**AIM OF THE TASK**
Reproduce the passage of the NGINX proxy post between "Currently I get" and "and cannot continue.", inclusive.

**SOURCE DOCUMENT**

NGINX - Proxy making me crazy

I have been trying to get NGINX running on Windows Server 2008 r2 to work as a proxy.

I thought … I say thought … I saw it work a few times but I needed a few more changes and now it will not work.

Did I mention this is making me crazy?

Currently I get a badly formatted:

The application has gone off-line. Please try again later. This application has encountered an error and cannot continue.

Maybe due to session persistence or a route problem on different IP addresses on the server (it has 3 IP addresses).

My goal is to use a single domain name on port 443 (HTTPS) to launch several backend stand alone apps, adding a dummy virtual path at the end of the URL. I cannot use port numbers directly because I am behind a network firewall and I don’t have any control of the settings.

I have positively confirmed that is is coming from the specific stand alone app by shutting it down and getting no response. When the app is running the response is almost instant.

Oddly I have, on a totally different Windows Server 2008 r2 box, gotten this to work using Sub-Domains to route to the proper app all on the same public IP. I have just about duplicated the config from this server and I just get the badly formatted “gone off-line” message.

**DATA BLOCK**
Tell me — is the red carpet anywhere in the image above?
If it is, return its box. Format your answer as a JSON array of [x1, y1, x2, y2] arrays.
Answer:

**COMPLETE OUTPUT**
Currently I get a badly formatted:

The application has gone off-line. Please try again later. This application has encountered an error and cannot continue.